- Exercise details
From the guide on HMO planning permission and licensing below, set down word for word the passage starting with "HMO licensing is" and going on through "its planning department.".

Summary
Most landlords know they need an HMO licence. Far fewer realise that operating an unlicensed HMO isn't their only risk - running one without planning permission is an entirely separate offence with equally severe consequences. Planning and licensing are two distinct legal systems that both apply to HMOs, yet they are frequently confused, or, fatally, only half-addressed.
This guide explains exactly how planning permission and HMO licensing interact, when you need one or both, what Article 4 Directions mean for your property, and how to protect yourself from enforcement action that can cost landlords hundreds of thousands of pounds.
Planning vs Licensing: Two Completely Different Things
Before anything else, this distinction must be clear:
Planning permission is governed by the Town and Country Planning Act 1990. It controls the use of land and property. When a house changes from a single family home to a shared property occupied by unrelated individuals, that is a change of use in planning law, and depending on the property's circumstances, it may require permission from the local planning authority (LPA).
HMO licensing is governed by the Housing Act 2004. It controls how a property is managed. It sets standards for room sizes, fire safety, facilities, and landlord conduct. A licence is issued by the council's housing team, not its planning department.

- Supplied records

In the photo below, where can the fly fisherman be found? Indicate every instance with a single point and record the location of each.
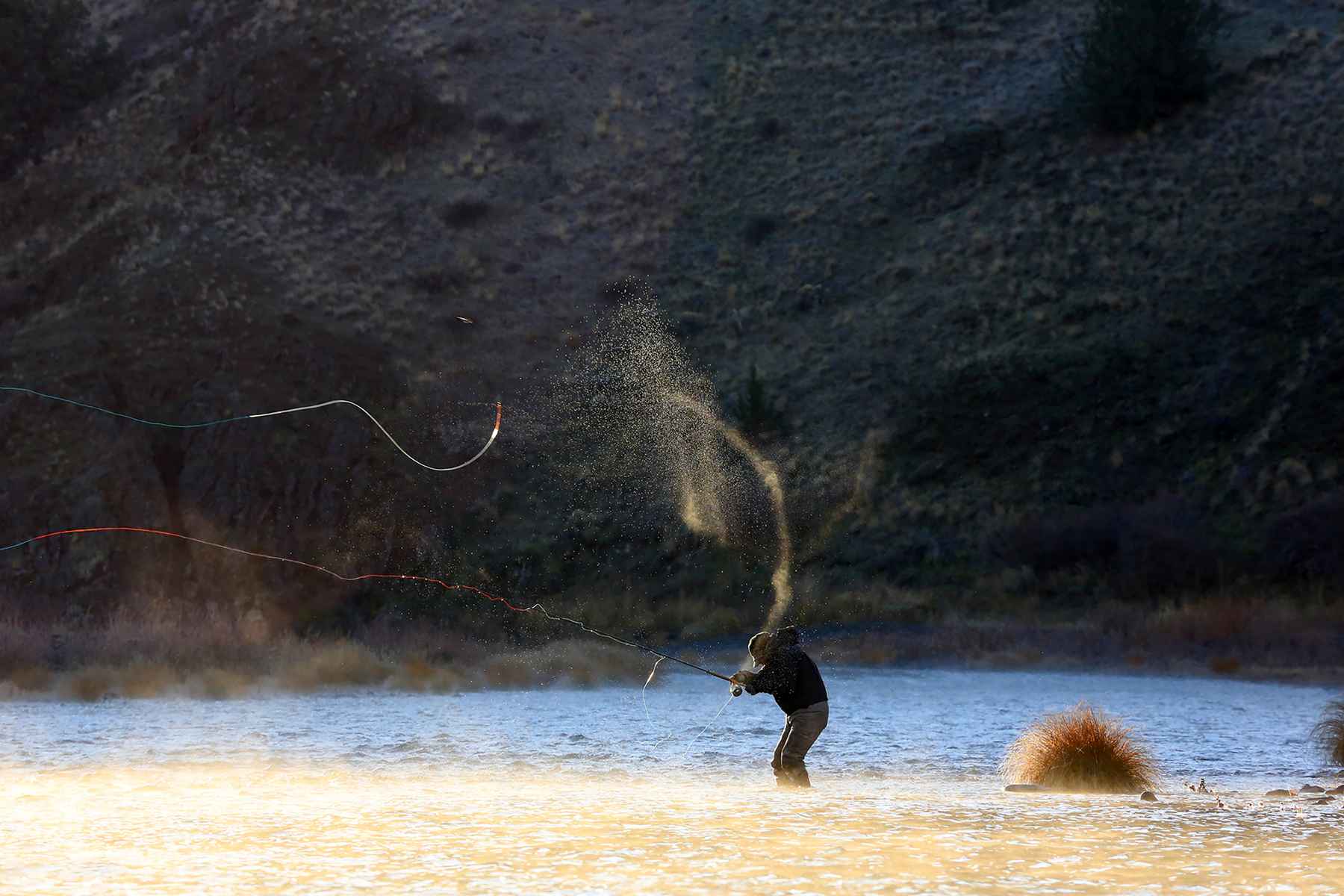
(791, 676)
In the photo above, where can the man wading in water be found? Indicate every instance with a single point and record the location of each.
(792, 679)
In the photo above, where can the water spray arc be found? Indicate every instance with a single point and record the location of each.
(769, 474)
(499, 417)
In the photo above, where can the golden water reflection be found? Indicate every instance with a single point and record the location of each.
(304, 829)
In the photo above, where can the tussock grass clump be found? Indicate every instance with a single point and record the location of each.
(1328, 732)
(1081, 750)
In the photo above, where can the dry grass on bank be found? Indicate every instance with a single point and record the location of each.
(1081, 750)
(211, 659)
(1328, 732)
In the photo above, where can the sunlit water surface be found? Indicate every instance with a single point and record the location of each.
(579, 791)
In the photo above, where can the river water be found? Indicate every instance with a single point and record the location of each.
(600, 791)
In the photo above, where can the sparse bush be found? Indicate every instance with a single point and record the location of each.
(1140, 60)
(1328, 732)
(50, 65)
(756, 413)
(1310, 541)
(1081, 750)
(1152, 547)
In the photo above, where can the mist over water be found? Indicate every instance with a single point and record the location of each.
(569, 790)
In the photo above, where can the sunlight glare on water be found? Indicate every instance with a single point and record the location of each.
(571, 791)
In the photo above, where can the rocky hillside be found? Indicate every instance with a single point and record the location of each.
(984, 329)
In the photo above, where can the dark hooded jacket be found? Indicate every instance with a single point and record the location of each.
(789, 675)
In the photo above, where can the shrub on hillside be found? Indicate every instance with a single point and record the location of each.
(1152, 547)
(756, 411)
(1081, 750)
(50, 66)
(1140, 60)
(1308, 543)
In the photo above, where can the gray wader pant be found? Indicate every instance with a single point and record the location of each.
(801, 729)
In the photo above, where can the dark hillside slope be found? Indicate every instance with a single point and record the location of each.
(967, 311)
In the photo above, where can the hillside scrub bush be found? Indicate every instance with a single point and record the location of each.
(1140, 60)
(754, 410)
(1308, 543)
(1148, 548)
(50, 65)
(1081, 750)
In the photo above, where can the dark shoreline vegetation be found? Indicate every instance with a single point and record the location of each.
(1234, 635)
(1045, 391)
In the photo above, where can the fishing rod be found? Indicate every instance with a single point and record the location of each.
(535, 608)
(538, 608)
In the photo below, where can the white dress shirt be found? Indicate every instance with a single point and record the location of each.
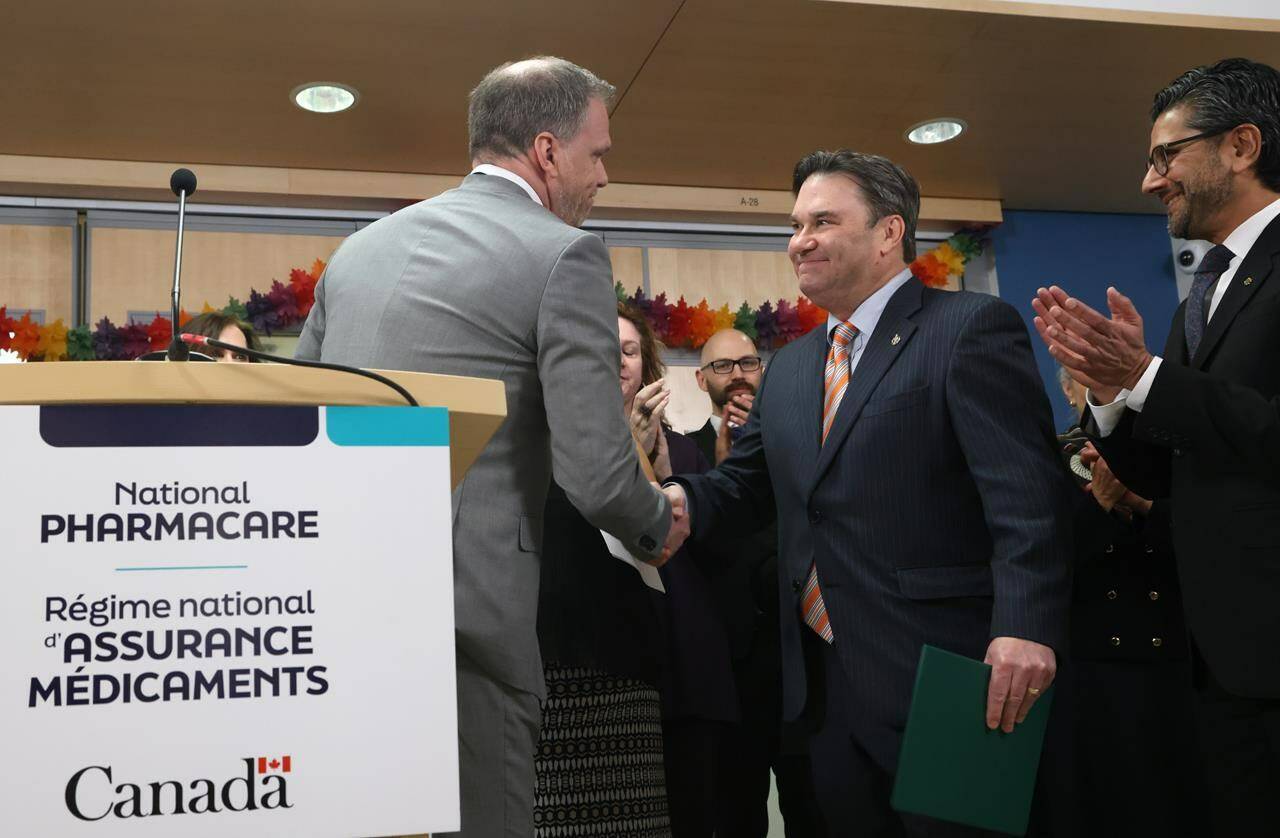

- Exercise answer
HMO licensing is governed by the Housing Act 2004. It controls how a property is managed. It sets standards for room sizes, fire safety, facilities, and landlord conduct. A licence is issued by the council's housing team, not its planning department.